◆ **SELECTED PASSAGE**
** Start **
During the early summer of 1914 there is no sense of the imminence of war in Mansfield Cumming’s diary. The assassination of the Archduke Franz Ferdinand in Sarajevo on 28 June, and the ensuing July Crisis, pass unremarked. Only from the very last day of July is there an impression of unusual activity. That day Cumming had a meeting with a new recruit, Major Cecil Cameron, the agent AC and two others. Taking codes provided by Cumming, Cameron was to cross the Channel that night, meet a contact in Paris and go on to Dinant at once, before basing himself at Givet on the Franco-Belgian frontier. On 2 August he gave more codes to another colleague, who having borrowed a car and driver ‘started off for Brux[elles], via Dover & Ostend’. Intelligence from inside Germany inevitably continued to be a high priority. At the end of July Cumming got Admiral Oliver’s sanction to send a woman agent to Berlin and agreed to pay her £100 for a month’s work there. What precisely she was to do is not recorded, but the mere fact that Cumming was contemplating such an operation at such a time confirms the suddenness with which the First World War came upon Britain. On 3 August the prospective agent assured Cumming that she could get the correct papers to enable her to travel to Germany, but the next day he had to put her off ‘as she cd show no passport’. The last diary entry for that day, 4 August 1914, was ‘War declared against Germany - midnt’.
** End **
◆ **WHAT YOU HAVE TO DO**
Decide whether each statement agrees with the passage about Mansfield Cumming's diary. Answer yes or no for each, and quote the words from the passage that settle it.
1. Cumming's diary comments on the assassination of the Archduke Franz Ferdinand.
2. Cumming agreed to pay the woman agent £100 for a month's work in Berlin.
3. Major Cecil Cameron was to base himself at Dinant.
The records come from a different source than the passage.

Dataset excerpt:
** Start **
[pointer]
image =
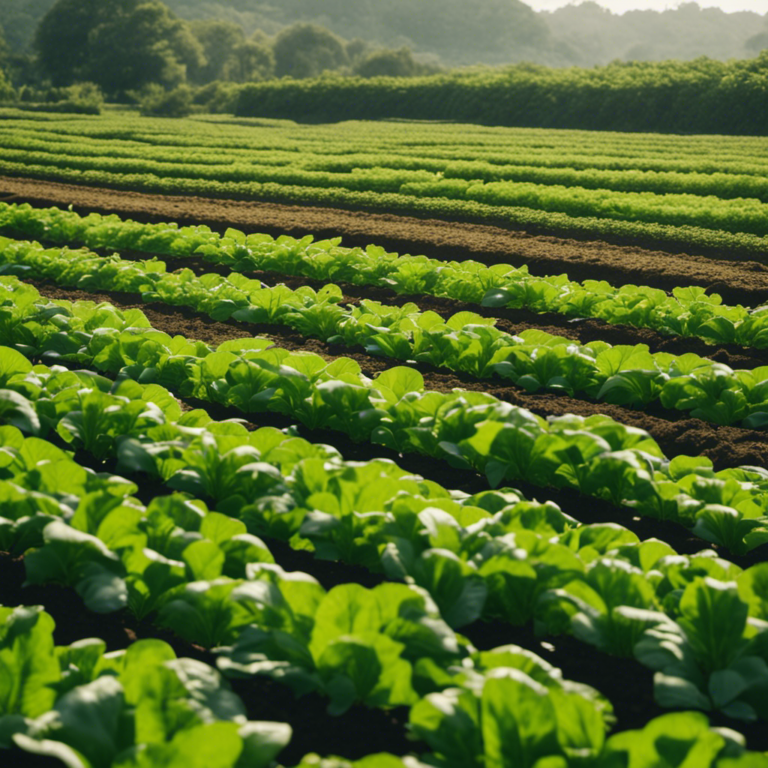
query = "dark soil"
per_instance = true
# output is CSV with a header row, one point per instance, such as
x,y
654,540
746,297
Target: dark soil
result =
x,y
359,732
362,731
738,281
673,430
** End **
◆ **SOLVED PROBLEM**
1. No: "The assassination of the Archduke Franz Ferdinand in Sarajevo on 28 June, and the ensuing July Crisis, pass unremarked."
2. Yes: "agreed to pay her £100 for a month’s work there"
3. No: "before basing himself at Givet on the Franco-Belgian frontier"